**EXERCISE OBJECTIVE**
Update the rows below so that "green shrub" is replaced by "leafy shrub" wherever it occurs, keeping all other text identical.
-------- MATERIAL SUPPLIED
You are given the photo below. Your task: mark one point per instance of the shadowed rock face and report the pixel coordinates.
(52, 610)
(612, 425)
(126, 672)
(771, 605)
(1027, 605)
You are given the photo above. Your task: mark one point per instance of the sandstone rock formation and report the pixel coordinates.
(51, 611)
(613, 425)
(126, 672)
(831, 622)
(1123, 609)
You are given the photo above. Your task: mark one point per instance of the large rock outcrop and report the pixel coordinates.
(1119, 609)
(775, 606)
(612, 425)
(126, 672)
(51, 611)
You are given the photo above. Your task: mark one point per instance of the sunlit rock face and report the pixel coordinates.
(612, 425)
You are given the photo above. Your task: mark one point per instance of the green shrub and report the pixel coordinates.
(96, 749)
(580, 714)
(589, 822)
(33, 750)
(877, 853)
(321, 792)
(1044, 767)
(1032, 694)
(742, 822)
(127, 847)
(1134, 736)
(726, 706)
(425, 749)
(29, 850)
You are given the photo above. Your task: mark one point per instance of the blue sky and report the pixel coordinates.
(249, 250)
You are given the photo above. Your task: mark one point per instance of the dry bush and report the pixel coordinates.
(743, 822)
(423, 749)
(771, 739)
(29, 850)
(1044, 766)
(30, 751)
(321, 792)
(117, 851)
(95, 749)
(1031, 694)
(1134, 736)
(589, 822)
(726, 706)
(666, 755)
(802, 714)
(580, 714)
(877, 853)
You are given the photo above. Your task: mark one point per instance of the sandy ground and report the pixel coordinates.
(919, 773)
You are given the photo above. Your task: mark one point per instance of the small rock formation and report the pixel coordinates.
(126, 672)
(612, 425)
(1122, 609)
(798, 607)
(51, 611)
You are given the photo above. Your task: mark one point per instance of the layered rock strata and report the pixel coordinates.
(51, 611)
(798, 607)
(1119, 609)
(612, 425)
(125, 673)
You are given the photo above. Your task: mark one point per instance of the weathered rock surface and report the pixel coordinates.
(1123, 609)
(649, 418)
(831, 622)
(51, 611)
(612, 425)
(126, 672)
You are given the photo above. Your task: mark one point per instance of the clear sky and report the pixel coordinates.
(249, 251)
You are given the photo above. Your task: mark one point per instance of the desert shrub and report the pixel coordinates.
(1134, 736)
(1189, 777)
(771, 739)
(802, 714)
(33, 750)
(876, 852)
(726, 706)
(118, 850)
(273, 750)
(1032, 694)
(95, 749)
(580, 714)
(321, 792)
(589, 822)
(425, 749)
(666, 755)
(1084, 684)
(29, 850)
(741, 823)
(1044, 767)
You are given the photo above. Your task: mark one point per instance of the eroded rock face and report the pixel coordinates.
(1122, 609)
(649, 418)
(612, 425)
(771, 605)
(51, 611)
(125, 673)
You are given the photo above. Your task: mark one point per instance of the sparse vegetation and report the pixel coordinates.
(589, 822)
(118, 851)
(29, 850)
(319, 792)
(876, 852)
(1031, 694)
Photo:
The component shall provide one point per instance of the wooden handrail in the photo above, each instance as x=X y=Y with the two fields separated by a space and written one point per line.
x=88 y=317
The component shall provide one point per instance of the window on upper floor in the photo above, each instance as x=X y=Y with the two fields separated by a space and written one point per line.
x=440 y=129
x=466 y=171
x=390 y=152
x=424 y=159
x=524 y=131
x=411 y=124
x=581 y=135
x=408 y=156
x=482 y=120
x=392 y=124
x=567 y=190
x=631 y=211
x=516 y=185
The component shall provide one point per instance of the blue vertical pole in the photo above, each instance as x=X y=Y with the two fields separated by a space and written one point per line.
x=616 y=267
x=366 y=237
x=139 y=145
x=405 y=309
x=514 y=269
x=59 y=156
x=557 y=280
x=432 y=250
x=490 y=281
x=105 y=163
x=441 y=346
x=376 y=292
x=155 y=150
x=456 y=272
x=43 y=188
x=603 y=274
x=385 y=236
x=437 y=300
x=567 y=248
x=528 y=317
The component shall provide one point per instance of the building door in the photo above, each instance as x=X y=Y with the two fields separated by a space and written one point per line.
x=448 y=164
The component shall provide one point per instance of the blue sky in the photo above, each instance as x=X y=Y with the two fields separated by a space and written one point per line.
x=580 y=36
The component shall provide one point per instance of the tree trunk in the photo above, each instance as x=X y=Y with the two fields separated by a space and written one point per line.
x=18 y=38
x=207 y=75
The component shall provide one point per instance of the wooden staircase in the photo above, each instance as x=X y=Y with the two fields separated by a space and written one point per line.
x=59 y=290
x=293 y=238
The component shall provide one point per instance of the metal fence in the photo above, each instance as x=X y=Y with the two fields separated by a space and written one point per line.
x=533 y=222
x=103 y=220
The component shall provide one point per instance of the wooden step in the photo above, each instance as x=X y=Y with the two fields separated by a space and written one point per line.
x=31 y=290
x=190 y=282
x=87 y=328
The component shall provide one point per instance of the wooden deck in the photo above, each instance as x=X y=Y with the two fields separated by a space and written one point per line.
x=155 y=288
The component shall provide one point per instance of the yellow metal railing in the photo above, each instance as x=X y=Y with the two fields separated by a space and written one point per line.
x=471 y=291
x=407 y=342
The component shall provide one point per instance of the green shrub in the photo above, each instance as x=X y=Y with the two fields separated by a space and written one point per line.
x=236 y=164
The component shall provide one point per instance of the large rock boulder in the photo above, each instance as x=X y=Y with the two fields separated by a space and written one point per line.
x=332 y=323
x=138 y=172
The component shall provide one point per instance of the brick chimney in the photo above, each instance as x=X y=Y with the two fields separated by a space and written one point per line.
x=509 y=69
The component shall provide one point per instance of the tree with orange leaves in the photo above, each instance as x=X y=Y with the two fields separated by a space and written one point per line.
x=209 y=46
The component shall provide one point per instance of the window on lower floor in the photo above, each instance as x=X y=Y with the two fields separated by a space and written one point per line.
----------------
**ANSWER BELOW**
You are given the photo below. Your task: mark one point per instance of the shadowed rock face and report the pixel coordinates.
(52, 610)
(612, 425)
(126, 672)
(771, 605)
(1027, 605)
You are given the photo above. Your task: mark one point per instance of the sandstone rock formation and report the pixel coordinates.
(51, 611)
(613, 425)
(126, 672)
(831, 622)
(1123, 609)
You are given the photo above. Your task: mark one point per instance of the large rock outcrop and report the pixel coordinates.
(1119, 609)
(775, 606)
(612, 425)
(126, 672)
(51, 611)
You are given the photo above. Your task: mark one point per instance of the sunlit rock face and report the pixel coordinates.
(612, 425)
You are given the photo above. Your task: mark one point per instance of the leafy shrub and report the pixel coordinates.
(96, 749)
(580, 714)
(589, 822)
(33, 750)
(877, 853)
(321, 792)
(1044, 767)
(1032, 694)
(742, 822)
(127, 847)
(1134, 736)
(726, 706)
(425, 749)
(29, 850)
You are given the photo above. Your task: mark one point per instance of the blue sky and report the pixel coordinates.
(249, 250)
You are given the photo above. Your task: mark one point per instance of the dry bush and report the pixel coordinates.
(743, 822)
(423, 749)
(771, 739)
(29, 850)
(1044, 766)
(30, 751)
(321, 792)
(117, 851)
(95, 749)
(1031, 694)
(1134, 736)
(589, 822)
(726, 706)
(666, 755)
(802, 714)
(580, 714)
(877, 853)
You are given the photo above. Your task: mark one point per instance of the sandy ground and report the pixel coordinates.
(919, 773)
You are given the photo above. Your task: mark one point per instance of the small rock formation and report the pixel coordinates.
(126, 672)
(612, 425)
(1122, 609)
(798, 607)
(51, 611)
You are given the photo above. Your task: mark one point per instance of the layered rock strata and report the pixel coordinates.
(51, 611)
(798, 607)
(1119, 609)
(612, 425)
(125, 673)
You are given the photo above. Your task: mark one point per instance of the weathered rock surface and report the pixel coordinates.
(1123, 609)
(649, 418)
(831, 622)
(51, 611)
(612, 425)
(126, 672)
You are given the photo above. Your task: mark one point per instance of the clear sky and report the pixel coordinates.
(249, 251)
You are given the photo above. Your task: mark one point per instance of the desert shrub and report the pixel coordinates.
(1134, 736)
(1189, 777)
(771, 739)
(802, 714)
(33, 750)
(876, 852)
(726, 706)
(118, 850)
(273, 750)
(1032, 694)
(95, 749)
(580, 714)
(321, 792)
(589, 822)
(425, 749)
(666, 755)
(1084, 684)
(29, 850)
(741, 823)
(1044, 767)
You are given the photo above. Your task: mark one point per instance of the eroded rock face and report the pixel coordinates.
(1122, 609)
(649, 418)
(612, 425)
(771, 605)
(51, 611)
(125, 673)
You are given the photo above. Your task: mark one point per instance of the sparse vegetation and report the pixel coordinates.
(589, 822)
(118, 851)
(29, 850)
(319, 792)
(876, 852)
(1031, 694)
Photo:
The component shall provide one point per instance of the wooden handrail in the photo above, each instance as x=X y=Y with the two fields separated by a space and written one point per line.
x=88 y=317
The component shall provide one point per instance of the window on upper floor in the photo above, each instance as x=X y=Y with the two fields separated by a space and written one point per line.
x=440 y=129
x=466 y=171
x=390 y=152
x=424 y=159
x=524 y=131
x=411 y=124
x=581 y=135
x=408 y=156
x=482 y=120
x=392 y=124
x=567 y=190
x=631 y=211
x=516 y=185
The component shall provide one point per instance of the blue vertical pole in the photo above, each instance as x=X y=Y with the two fields separated by a space and written one point per line.
x=616 y=267
x=366 y=237
x=139 y=145
x=405 y=309
x=514 y=269
x=59 y=156
x=557 y=280
x=432 y=250
x=490 y=281
x=105 y=163
x=441 y=346
x=376 y=292
x=155 y=150
x=456 y=272
x=43 y=188
x=603 y=274
x=385 y=236
x=437 y=300
x=567 y=248
x=528 y=317
The component shall provide one point per instance of the building door in the photo above, each instance as x=X y=Y with the two fields separated by a space and written one point per line.
x=448 y=164
The component shall provide one point per instance of the blue sky in the photo above, each instance as x=X y=Y with the two fields separated by a space and written one point per line.
x=580 y=36
The component shall provide one point per instance of the tree trunk in the photo above, each instance as x=X y=Y with the two fields separated by a space and written one point per line.
x=18 y=38
x=207 y=75
The component shall provide one point per instance of the wooden staircase in the photo above, each instance as x=X y=Y with the two fields separated by a space and written one point per line.
x=59 y=290
x=293 y=238
The component shall provide one point per instance of the metal fence in the photo above, each instance as x=X y=Y with the two fields separated by a space and written one point per line.
x=533 y=222
x=103 y=220
The component shall provide one point per instance of the wooden step in the photo above, each instance as x=X y=Y with the two fields separated by a space and written one point per line.
x=31 y=290
x=190 y=282
x=87 y=328
The component shall provide one point per instance of the wooden deck in the photo above, each instance as x=X y=Y with the two fields separated by a space and written one point per line.
x=155 y=288
The component shall provide one point per instance of the yellow metal railing in the photo above, each instance as x=X y=Y with the two fields separated by a space and written one point per line.
x=471 y=291
x=407 y=342
The component shall provide one point per instance of the leafy shrub in the photo above, each instance as x=X y=Y with the two fields separated by a space and written one point per line.
x=236 y=164
The component shall provide one point per instance of the large rock boulder in the photo above, each instance as x=X y=Y with the two fields separated by a space and written one point per line.
x=332 y=323
x=138 y=172
The component shall provide one point per instance of the brick chimney in the photo above, each instance as x=X y=Y with the two fields separated by a space and written one point per line.
x=509 y=69
The component shall provide one point per instance of the tree with orange leaves in the photo above, each instance as x=X y=Y with the two fields separated by a space and written one point per line.
x=209 y=46
The component shall provide one point per instance of the window on lower floor in the photo above, each instance as x=X y=Y with the two fields separated by a space and written one point per line.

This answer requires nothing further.